Third, the value of D-dimer in clinical practice is likely to be very limited without a threshold that allows its use in individual patients. The optimal D-dimer thresholds we identify, by maximizing sensitivity to avoid false negative results, showed, with the limits of an small simple size, good Negative Predictive Values. Other study reported that a D-dimer cut-off of six fold the upper normal limit [23] associated to 3 months all-cause mortality on univariate analysis, Hazard Ratio: 4.7 (95 % CI 1.4–16.3), and in the previously mentioned study by Grau et al. a D-dimer values higher than 5000 ng/mL was associated with a 2.9-fold increased risk of overall mortality if compared with PE patients with D-dimer concentrations between 500 and 2499 ng/mL. In both cases cut-off values were chosen arbitrarily [23, 24]. The different distribution of the D-dimer we observed in PE patients with sPESI = 0 and sPESI >1 and the different prognostic implication of belonging to one or the other stratification group led us to determine two different cut-off of D-dimer, showing good Negative Predictive Values but markedly different thresholds between both groups. The difficult we found to identify a unique prognostic cut-off probably depends on the influence on D-dimer concentrations of other conditions like cancer, infections or aging.

Finally, in the present study D-dimer increased the discriminant capacity of sPESI score to predict 90-days mortality but, as mentioned, cut-offs markedly differed when considered patients at low and medium–high risk using sPESI score, thus reducing the utility of D-dimer in clinical practice if used as an stand alone prognostic biomarker. Therefore, adding D-dimer into risk models that include other variables seems to be an interesting research field, to better understand its prognostic utility. Supporting this kind of approach, in the PROTECT study Jimenez et al. validated a multimarker model to predict 30 days all cause mortality, hemodynamic collapse and/or recurrent PE [26], even though D-dimer was not assessed as risk factor of complicated course.

[Recorded data]
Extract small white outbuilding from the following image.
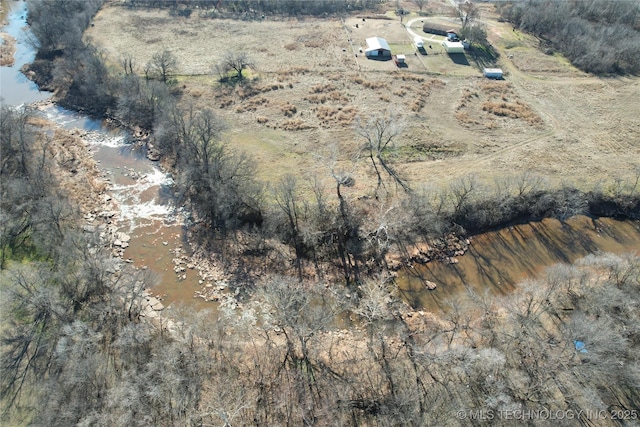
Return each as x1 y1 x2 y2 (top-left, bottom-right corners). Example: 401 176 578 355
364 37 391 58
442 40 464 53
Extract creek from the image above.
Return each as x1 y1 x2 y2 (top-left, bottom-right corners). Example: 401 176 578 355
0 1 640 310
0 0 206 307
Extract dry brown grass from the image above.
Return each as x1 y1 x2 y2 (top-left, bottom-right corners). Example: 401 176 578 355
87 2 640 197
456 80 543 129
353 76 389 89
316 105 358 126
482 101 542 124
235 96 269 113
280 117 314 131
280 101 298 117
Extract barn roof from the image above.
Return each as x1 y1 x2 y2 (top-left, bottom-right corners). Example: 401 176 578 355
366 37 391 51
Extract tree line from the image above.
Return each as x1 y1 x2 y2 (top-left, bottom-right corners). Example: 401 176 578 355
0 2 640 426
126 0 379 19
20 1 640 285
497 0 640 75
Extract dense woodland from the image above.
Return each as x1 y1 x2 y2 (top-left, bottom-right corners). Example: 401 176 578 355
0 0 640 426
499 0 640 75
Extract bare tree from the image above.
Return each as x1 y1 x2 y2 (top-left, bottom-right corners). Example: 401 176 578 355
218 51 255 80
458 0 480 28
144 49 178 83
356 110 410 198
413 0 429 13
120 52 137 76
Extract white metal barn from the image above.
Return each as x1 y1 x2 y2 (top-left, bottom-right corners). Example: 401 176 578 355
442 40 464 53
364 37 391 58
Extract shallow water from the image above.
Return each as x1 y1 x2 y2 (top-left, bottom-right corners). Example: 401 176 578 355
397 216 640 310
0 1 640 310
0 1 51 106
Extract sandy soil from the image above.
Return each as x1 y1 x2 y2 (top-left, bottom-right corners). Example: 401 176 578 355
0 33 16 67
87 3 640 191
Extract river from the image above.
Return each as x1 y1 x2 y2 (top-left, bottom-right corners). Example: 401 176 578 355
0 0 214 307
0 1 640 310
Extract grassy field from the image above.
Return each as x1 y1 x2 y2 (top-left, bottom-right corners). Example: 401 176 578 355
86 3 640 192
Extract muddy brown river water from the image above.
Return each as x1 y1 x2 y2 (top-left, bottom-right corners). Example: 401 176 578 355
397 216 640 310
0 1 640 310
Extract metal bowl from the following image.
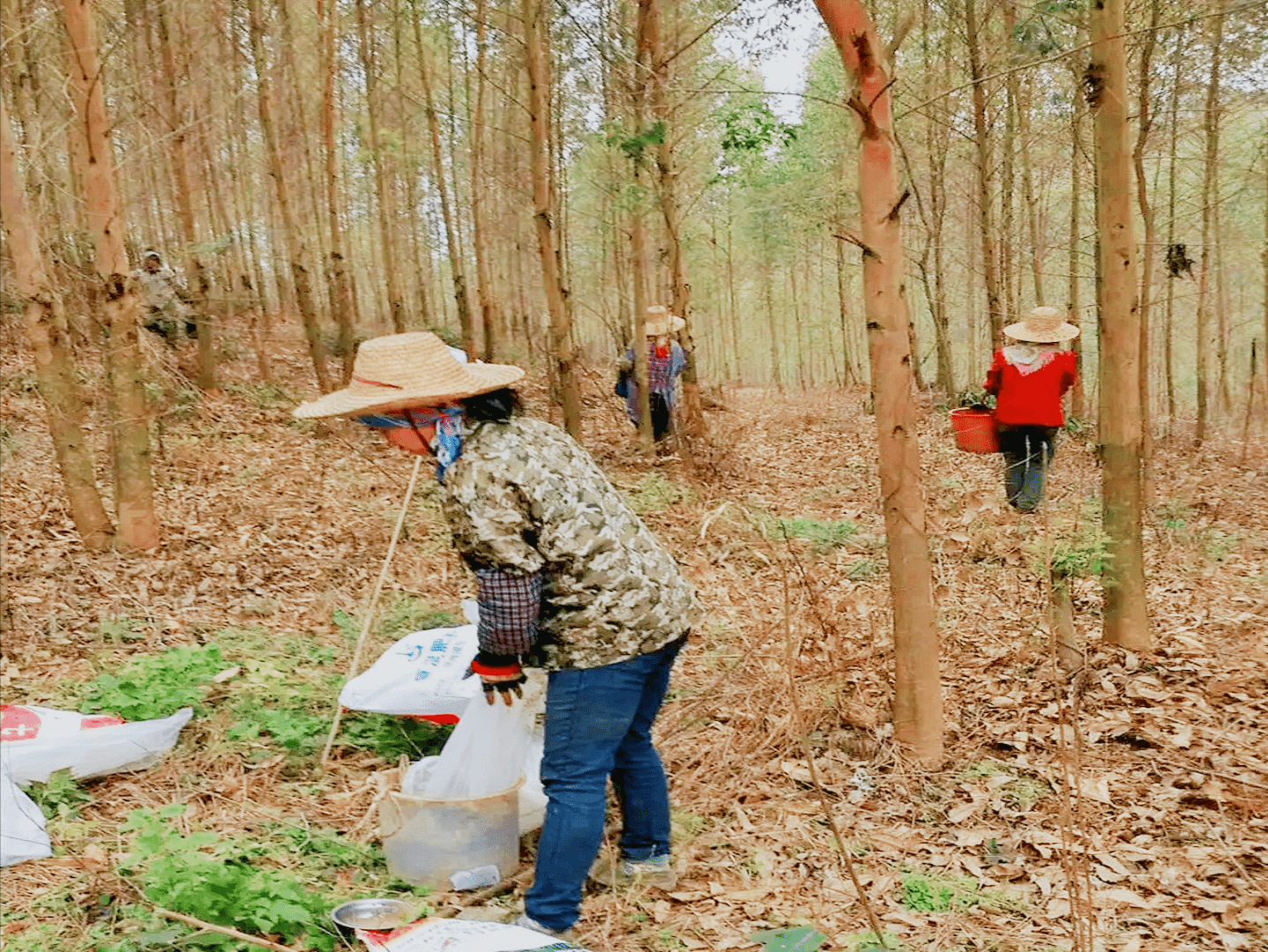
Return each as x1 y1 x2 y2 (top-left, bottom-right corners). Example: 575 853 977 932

What this exercise asks
1 > Rewrite the passage on D-dimer between "Finally, in the" and "of complicated course.", inclusive, replacing "research field" with "area of research".
2 > According to the passage on D-dimer, what did the multimarker model validated in the PROTECT study predict?
3 > Continue the passage on D-dimer from where it stops.

Answers by item
1 >
Finally, in the present study D-dimer increased the discriminant capacity of sPESI score to predict 90-days mortality but, as mentioned, cut-offs markedly differed when considered patients at low and medium–high risk using sPESI score, thus reducing the utility of D-dimer in clinical practice if used as an stand alone prognostic biomarker. Therefore, adding D-dimer into risk models that include other variables seems to be an interesting area of research, to better understand its prognostic utility. Supporting this kind of approach, in the PROTECT study Jimenez et al. validated a multimarker model to predict 30 days all cause mortality, hemodynamic collapse and/or recurrent PE [26], even though D-dimer was not assessed as risk factor of complicated course.

2 > 30-day all-cause mortality, hemodynamic collapse and/or recurrent PE.

3 >
The main limitations of the present study are small sample size and retrospective design. Small simple size with wide 95 % CI and low number of events make it difficult to obtain robust estimates for the models. Therefore, we prudently propose these results as an explorative study. Further multicenter, prospective, larger cohort studies with age comparison are needed to confirm our findings and to determine D-dimer prognostic utility. By including all consecutive patients we tried to obtain a real world representative sample of elderly patients evaluated in the ED with confirmed PE. Even though the use of the same commercial assay to test D-dimer in our monocentric study guarantee an homogenous analysis of the results, other reagents should be tested.

In conclusion, D-dimer concentration at diagnosis was associated with 30 and 90-days overall mortality and showed an higher discriminant capacity than sPESI alone to predict mortality at 90 days in patients >65 years old with acute, hemodynamically stable PE. The optimal D-dimer thresholds we identified by maximizing sensitivity showed good Negative Predictive Values, but cut-offs markedly differed when considered patients at low and medium–high risk using sPESI score. Adding D-dimer concentrations to sPESI score seems to improve its prognostic ability, supporting multivariable risk models as the best approach to estimate prognosis in elderly patients with PE.